__Your goal__.
Except for the pictures, reproduce the records word for word.

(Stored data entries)
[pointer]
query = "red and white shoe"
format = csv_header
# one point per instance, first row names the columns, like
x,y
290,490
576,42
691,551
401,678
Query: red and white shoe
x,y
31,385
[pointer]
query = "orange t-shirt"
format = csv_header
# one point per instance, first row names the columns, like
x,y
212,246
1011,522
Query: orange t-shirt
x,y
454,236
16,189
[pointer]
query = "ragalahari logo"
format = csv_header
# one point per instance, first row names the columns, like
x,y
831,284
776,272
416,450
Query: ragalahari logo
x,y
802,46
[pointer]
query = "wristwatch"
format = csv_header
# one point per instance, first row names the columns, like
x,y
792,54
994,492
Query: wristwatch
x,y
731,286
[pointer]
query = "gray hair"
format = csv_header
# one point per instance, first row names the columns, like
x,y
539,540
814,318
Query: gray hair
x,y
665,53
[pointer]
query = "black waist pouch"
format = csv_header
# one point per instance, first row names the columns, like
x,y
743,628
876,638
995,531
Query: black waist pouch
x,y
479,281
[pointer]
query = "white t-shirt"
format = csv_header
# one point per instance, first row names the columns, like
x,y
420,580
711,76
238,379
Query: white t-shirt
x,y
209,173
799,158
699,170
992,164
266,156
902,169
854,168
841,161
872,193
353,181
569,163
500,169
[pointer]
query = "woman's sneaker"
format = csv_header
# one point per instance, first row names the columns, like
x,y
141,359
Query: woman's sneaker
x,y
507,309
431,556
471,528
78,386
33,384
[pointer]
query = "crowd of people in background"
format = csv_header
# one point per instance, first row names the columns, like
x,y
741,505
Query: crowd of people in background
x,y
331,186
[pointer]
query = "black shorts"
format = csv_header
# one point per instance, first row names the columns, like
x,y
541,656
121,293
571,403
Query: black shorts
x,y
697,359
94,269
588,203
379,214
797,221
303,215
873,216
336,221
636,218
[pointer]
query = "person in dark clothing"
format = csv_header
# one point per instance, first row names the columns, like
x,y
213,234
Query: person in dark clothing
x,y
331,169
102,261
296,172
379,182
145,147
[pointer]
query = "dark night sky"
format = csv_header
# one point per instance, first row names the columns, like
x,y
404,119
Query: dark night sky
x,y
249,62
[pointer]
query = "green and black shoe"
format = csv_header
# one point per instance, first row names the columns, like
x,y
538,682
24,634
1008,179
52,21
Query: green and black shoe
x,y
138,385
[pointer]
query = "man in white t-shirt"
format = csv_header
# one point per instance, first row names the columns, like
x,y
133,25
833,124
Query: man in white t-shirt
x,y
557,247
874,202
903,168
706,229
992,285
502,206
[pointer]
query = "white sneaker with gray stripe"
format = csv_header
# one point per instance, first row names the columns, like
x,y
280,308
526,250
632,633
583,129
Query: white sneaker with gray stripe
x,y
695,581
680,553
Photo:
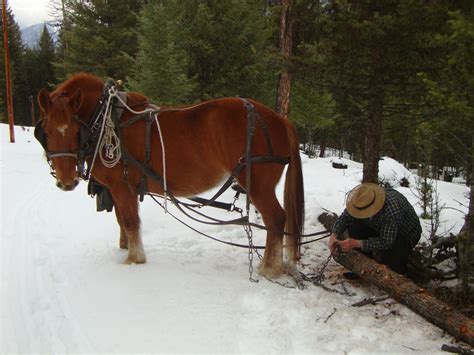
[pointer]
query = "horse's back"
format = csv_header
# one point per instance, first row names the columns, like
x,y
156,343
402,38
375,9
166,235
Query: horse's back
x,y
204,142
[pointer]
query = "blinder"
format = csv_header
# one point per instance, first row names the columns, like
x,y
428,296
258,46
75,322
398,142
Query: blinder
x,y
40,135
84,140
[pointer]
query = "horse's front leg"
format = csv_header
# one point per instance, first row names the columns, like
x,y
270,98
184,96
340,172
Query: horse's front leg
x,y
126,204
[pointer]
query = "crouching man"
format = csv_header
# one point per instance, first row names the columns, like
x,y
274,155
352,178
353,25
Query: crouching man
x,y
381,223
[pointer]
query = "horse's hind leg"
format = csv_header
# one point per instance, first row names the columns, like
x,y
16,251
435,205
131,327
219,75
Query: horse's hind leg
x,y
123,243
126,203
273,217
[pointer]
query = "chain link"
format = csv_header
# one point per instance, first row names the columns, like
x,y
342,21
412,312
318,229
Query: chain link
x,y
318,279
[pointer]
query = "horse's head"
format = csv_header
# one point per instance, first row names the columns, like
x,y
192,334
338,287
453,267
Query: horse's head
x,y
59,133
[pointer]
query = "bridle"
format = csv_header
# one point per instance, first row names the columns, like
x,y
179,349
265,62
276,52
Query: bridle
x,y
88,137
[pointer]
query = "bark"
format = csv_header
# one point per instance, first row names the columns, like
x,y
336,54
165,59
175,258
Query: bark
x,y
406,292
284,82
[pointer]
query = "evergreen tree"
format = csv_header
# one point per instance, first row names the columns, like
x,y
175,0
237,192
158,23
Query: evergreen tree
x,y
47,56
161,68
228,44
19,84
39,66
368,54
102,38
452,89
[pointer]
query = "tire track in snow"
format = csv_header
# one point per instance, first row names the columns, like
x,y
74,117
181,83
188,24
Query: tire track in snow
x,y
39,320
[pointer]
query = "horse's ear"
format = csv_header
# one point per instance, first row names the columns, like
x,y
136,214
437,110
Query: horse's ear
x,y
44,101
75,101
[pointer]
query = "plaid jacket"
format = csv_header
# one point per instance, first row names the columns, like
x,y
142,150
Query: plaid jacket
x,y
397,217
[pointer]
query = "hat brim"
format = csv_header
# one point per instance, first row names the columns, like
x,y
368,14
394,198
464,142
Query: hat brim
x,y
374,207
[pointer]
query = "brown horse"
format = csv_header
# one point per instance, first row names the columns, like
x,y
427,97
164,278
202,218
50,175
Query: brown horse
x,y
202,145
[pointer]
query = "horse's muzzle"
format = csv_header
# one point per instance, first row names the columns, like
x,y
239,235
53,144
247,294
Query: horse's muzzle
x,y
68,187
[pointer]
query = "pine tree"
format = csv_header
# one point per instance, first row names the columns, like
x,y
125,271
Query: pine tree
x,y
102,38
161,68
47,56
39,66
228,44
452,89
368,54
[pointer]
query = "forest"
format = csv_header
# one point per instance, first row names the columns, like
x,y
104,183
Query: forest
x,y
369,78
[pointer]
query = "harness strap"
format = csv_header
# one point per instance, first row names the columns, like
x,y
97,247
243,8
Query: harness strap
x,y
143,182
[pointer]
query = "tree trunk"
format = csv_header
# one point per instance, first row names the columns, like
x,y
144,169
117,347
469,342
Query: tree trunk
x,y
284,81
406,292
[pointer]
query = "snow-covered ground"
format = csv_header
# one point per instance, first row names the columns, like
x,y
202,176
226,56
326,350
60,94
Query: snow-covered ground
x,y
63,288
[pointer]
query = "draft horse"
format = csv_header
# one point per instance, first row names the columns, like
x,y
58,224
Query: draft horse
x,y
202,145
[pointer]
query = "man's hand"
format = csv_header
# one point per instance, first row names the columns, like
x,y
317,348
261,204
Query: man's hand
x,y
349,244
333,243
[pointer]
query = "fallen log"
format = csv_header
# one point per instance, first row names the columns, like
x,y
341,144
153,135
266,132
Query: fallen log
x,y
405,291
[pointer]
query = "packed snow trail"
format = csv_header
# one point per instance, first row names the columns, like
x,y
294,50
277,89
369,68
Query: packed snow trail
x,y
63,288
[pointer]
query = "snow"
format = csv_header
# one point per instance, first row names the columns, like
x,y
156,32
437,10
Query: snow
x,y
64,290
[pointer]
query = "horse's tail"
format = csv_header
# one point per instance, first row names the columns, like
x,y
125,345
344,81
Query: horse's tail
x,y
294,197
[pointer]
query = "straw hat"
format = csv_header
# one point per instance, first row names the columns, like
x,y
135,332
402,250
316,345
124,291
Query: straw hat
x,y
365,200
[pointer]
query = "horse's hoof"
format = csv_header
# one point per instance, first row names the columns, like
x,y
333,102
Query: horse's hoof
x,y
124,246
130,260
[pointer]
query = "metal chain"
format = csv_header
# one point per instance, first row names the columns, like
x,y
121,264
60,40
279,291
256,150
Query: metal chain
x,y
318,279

__Exercise answer__.
[pointer]
query = "red and white shoe"
format = csv_header
# one point per instance, first row names the columns, like
x,y
290,490
576,42
691,551
401,678
Query: red and white shoe
x,y
31,385
[pointer]
query = "orange t-shirt"
format = csv_header
# one point per instance, first row names the columns, like
x,y
212,246
1011,522
Query: orange t-shirt
x,y
454,236
16,189
[pointer]
query = "ragalahari logo"
format = csv_header
# one point per instance, first row names the columns, like
x,y
831,284
776,272
416,450
Query: ragalahari logo
x,y
802,46
[pointer]
query = "wristwatch"
format = csv_header
# one point per instance, first row names the columns, like
x,y
792,54
994,492
Query: wristwatch
x,y
731,286
[pointer]
query = "gray hair"
format = csv_header
# one point per instance, first row names the columns, like
x,y
539,540
814,318
Query: gray hair
x,y
665,53
[pointer]
query = "black waist pouch"
format = csv_header
# one point per instance, first row names the columns, like
x,y
743,628
876,638
995,531
Query: black waist pouch
x,y
479,281
[pointer]
query = "white t-shirt"
format = csv_header
# one point per instance, first row names the columns, like
x,y
420,580
711,76
238,379
Query: white t-shirt
x,y
209,173
799,158
699,170
992,164
266,156
902,169
854,168
841,161
872,193
353,181
569,163
500,169
[pointer]
query = "woman's sneaker"
format = csv_header
# one point per instance, first row names the columns, like
x,y
141,359
Query: woman's sneaker
x,y
507,309
431,556
471,528
78,386
33,384
[pointer]
query = "crowd of people in background"
format = csv_header
# one point per instance, first row names the columns, like
x,y
741,505
Query: crowd of people in background
x,y
331,186
[pointer]
query = "black shorts"
format = csv_header
# one point per instance, first row names the columns, like
x,y
541,656
121,293
571,403
Query: black shorts
x,y
697,359
94,269
588,203
379,214
797,221
303,215
873,216
336,221
636,218
[pointer]
query = "person in dark clothing"
format = csv_header
# one point per instance, first row names the columns, like
x,y
213,234
Query: person in dark clothing
x,y
331,169
102,261
296,172
379,182
145,147
[pointer]
query = "dark night sky"
format = csv_header
# one point per instance, first row names the columns, like
x,y
404,119
Query: dark night sky
x,y
249,62
[pointer]
query = "green and black shoe"
format = csv_header
# one point per instance, first row names the columns, like
x,y
538,682
24,634
1008,179
52,21
Query: green and black shoe
x,y
138,385
[pointer]
query = "man in white t-shirt"
format = csv_header
# one point per instance, first row names the columns, like
x,y
133,25
833,124
Query: man in white t-shirt
x,y
557,247
874,202
903,168
706,229
992,285
502,206
[pointer]
query = "white sneaker with gray stripe"
format = csv_header
# one point per instance, first row names the columns, like
x,y
280,308
526,250
632,633
583,129
Query: white sneaker with gray stripe
x,y
695,581
680,553
Photo:
[pointer]
query = "horse's back"
format = csv_header
# one point per instance, first row names the columns, like
x,y
156,343
402,38
375,9
166,235
Query: horse's back
x,y
204,142
[pointer]
query = "blinder"
format = csv_header
# one point per instance, first row names the columns, like
x,y
428,296
258,46
75,322
398,142
Query: blinder
x,y
40,135
84,140
[pointer]
query = "horse's front leg"
format = csv_header
# one point per instance, first row names the columns, like
x,y
270,98
184,96
340,172
Query: horse's front leg
x,y
126,204
[pointer]
query = "crouching man"
format = csv_header
# one point per instance, first row names the columns, like
x,y
274,155
352,178
353,25
Query: crouching man
x,y
381,223
[pointer]
query = "horse's hind leg"
format = csv_header
# one point per instance, first row names the columns, like
x,y
16,251
435,205
131,327
219,75
Query: horse's hind leg
x,y
123,243
126,203
273,217
[pointer]
query = "chain link"
format = csv_header
# one point per instance, first row names the columns, like
x,y
342,21
412,312
318,229
Query: chain link
x,y
318,279
[pointer]
query = "horse's head"
format = csv_header
# one point per instance, first row names the columns, like
x,y
192,334
338,287
453,267
Query: horse's head
x,y
59,133
[pointer]
query = "bridle"
format = csv_header
# one point per instance, first row names the columns, like
x,y
179,349
265,62
276,52
Query: bridle
x,y
88,137
[pointer]
query = "bark"
format = csv_header
# one point per instance, first row names the columns, like
x,y
336,54
165,59
175,258
Query: bark
x,y
406,292
284,82
[pointer]
query = "evergreen tree"
format = csv_header
# one point per instance, first row names the columns, like
x,y
175,0
237,192
158,23
Query: evergreen tree
x,y
47,56
161,68
228,44
19,84
39,66
368,54
102,38
452,89
[pointer]
query = "tire track in snow"
format = csv_header
# one point per instance, first row names the columns, like
x,y
74,117
181,83
188,24
Query: tire track in snow
x,y
39,320
[pointer]
query = "horse's ear"
format = csv_header
# one point per instance, first row names the columns, like
x,y
136,214
437,110
Query: horse's ear
x,y
44,101
75,101
[pointer]
query = "plaid jacket"
format = csv_header
# one point per instance, first row names the columns, like
x,y
142,150
Query: plaid jacket
x,y
397,217
[pointer]
query = "hat brim"
format = csv_header
# one point per instance, first row names the columns, like
x,y
368,14
394,198
464,142
Query: hat brim
x,y
374,207
[pointer]
query = "brown horse"
format = csv_header
# one point per instance, first row names the columns, like
x,y
427,97
164,278
202,218
50,175
Query: brown horse
x,y
202,145
[pointer]
query = "horse's muzzle"
format = csv_header
# one point per instance, first row names the columns, like
x,y
239,235
53,144
247,294
Query: horse's muzzle
x,y
68,187
[pointer]
query = "pine tree"
format = csv_header
# one point per instance, first row names the columns, like
x,y
125,271
Query: pine tree
x,y
102,38
161,68
47,56
39,66
228,44
452,89
368,54
[pointer]
query = "forest"
format = csv_header
# one point per instance, first row names the columns, like
x,y
104,183
Query: forest
x,y
369,78
[pointer]
query = "harness strap"
format = csv_header
# one point per instance, first row names the columns, like
x,y
97,247
243,8
Query: harness strap
x,y
143,182
[pointer]
query = "tree trunk"
format = csv_header
# one point per instance, first row names the columns, like
x,y
144,169
117,347
469,342
Query: tree trunk
x,y
284,81
406,292
[pointer]
query = "snow-covered ground"
format = csv_header
# one point per instance, first row names the columns, like
x,y
202,176
226,56
326,350
60,94
Query: snow-covered ground
x,y
63,288
[pointer]
query = "draft horse"
format = csv_header
# one point per instance, first row names the columns, like
x,y
58,224
Query: draft horse
x,y
202,145
[pointer]
query = "man's hand"
format = csv_header
# one point per instance, first row names the columns, like
x,y
317,348
261,204
Query: man's hand
x,y
349,244
333,243
[pointer]
query = "fallen log"
format = csv_header
# one point per instance, first row names the columns, like
x,y
341,144
153,135
266,132
Query: fallen log
x,y
405,291
[pointer]
query = "packed snow trail"
format = csv_header
# one point per instance, first row names the columns, like
x,y
294,50
277,89
369,68
Query: packed snow trail
x,y
63,288
[pointer]
query = "snow"
format = csv_header
# one point per instance, first row names the columns, like
x,y
156,32
437,10
Query: snow
x,y
64,290
[pointer]
query = "horse's tail"
format = csv_header
# one point per instance, first row names the columns, like
x,y
125,345
344,81
Query: horse's tail
x,y
294,197
[pointer]
query = "straw hat"
format = csv_header
# one point per instance, first row names the columns, like
x,y
135,332
402,250
316,345
124,291
Query: straw hat
x,y
365,200
[pointer]
query = "horse's hoof"
format = csv_header
# one point per instance, first row names the columns, like
x,y
333,102
Query: horse's hoof
x,y
124,246
130,260
[pointer]
query = "metal chain"
format = csv_header
# one point per instance, first row names the columns, like
x,y
121,264
60,40
279,291
256,150
Query: metal chain
x,y
318,279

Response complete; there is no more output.